EXCERPT PROVIDED -

⟨

How you fix your SSL certificate setup depends on the web server you're using.
For information about different web servers, see [What's My Chain Cert](https://whatsmychaincert.com/).

## Redirect issues

A crawler might follow a URL redirect but won't crawl the new page.
This might occur if the new page isn't included in the crawler's actions.

### Solution

* [Add any missing domains](/doc/tools/crawler/getting-started/create-crawler).
* Update [`pathsToMatch`](/doc/tools/crawler/apis/configuration/actions#param-paths-to-match) in the crawler configuration to allow the redirected page to be crawled.

## Issues crawling non-HTML documents

The Crawler uses the [Apache Tika toolkit](https://tika.apache.org/) to extract content from non-HTML documents such as PPT,
XLS, and PDF.
This  process can fail if:

* You don't have an [action to handle this document type](#document-type-actions)
* It took [too long to extract  content](#document-extraction-timeout) from the document
* [Tika generated an error](#tika-errors) due to an incompatible or password-protected document.

For more information, see [Extract data from non-HTML documents ](/doc/tools/crawler/extracting-data/non-html-documents)

⟩

RECORDED DATA -
⟨

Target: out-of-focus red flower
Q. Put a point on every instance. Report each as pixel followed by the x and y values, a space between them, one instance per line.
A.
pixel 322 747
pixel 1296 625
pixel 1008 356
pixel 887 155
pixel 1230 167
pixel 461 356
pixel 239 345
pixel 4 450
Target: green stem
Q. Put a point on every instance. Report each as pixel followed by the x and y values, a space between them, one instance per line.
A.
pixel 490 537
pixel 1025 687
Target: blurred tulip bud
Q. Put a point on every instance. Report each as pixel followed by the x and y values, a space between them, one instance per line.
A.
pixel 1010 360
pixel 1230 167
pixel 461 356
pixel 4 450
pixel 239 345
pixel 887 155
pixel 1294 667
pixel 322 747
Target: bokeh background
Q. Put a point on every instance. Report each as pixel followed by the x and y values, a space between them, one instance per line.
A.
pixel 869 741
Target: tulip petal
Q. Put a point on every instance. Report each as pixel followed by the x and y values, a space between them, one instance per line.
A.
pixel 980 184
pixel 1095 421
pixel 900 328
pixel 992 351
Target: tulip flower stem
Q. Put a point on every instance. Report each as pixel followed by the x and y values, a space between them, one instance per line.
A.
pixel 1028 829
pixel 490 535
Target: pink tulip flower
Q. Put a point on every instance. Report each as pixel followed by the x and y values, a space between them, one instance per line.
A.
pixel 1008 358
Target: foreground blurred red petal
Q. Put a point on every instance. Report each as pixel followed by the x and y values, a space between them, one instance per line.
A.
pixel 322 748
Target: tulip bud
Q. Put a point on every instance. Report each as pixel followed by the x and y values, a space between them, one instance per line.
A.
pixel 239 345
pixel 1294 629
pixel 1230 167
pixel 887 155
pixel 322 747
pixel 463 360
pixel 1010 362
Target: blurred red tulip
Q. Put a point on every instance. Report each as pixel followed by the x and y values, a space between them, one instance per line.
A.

⟩

WORK TO DO -
[a] In the crawler troubleshooting excerpt, what tool does the Crawler use to extract content from non-HTML documents?
[b] Resume the crawler troubleshooting excerpt at the point where it stops.
The items have nothing to do with what is asked here.

ANSWERS TO EACH TASK -
[a] The Apache Tika toolkit.

[b]
### Document type actions

If the crawler encounters a document with no matching action in the crawler configuration,
it generates an error.

#### Solution

Review your [crawler configuration](/doc/tools/crawler/getting-started/crawler-configuration#decide-what-content-you-want-to-include) and ensure that the document type is included in an action.

### Document extraction timeout

The request took too much time to resolve.
This can happen when encountering an unusually large or complex document,
such as a PDF or an Excel spreadsheet with many tables.

#### Solution

If possible, split the document into smaller parts.

### Tika errors

PDF document extraction failed due to a Tika error.
Tika generates errors for a variety of reasons.

For more information, see the [Apache Tika documentation](https://tika.apache.org/3.3.1/parser.html)

#### Solutions

| Cause of Tika error              | Solution                              |
| -------------------------------- | ------------------------------------- |
| PDF is password-protected        | Remove password-protection            |
| PDF is too big                   | Split the document into smaller parts |
| PDF is in an incompatible format | Convert the PDF to an earlier version |

## Safety check breaches

If you've configured a [safety check](/doc/tools/crawler/getting-started/crawler-configuration#safety-checks)
to stop crawling at certain threshold,
this error message is shown when that limit is reached.

#### Solution

Use the [URL Inspector](/doc/tools/crawler/getting-started/monitoring#url-inspector) to see what caused the failures.

## Domain issues

Some site access issues are caused by domain-level problems such as:

* [`robots.txt` restrictions](/doc/tools/crawler/troubleshooting/fetching-issues#forbidden-by-robots-txt)
* [HTTP status errors](#http-status-errors)
* [Network errors](#network-errors).

### Forbidden by `robots.txt`

The crawler won't follow a URL if the path isn't allowed by your `robots.txt` directives.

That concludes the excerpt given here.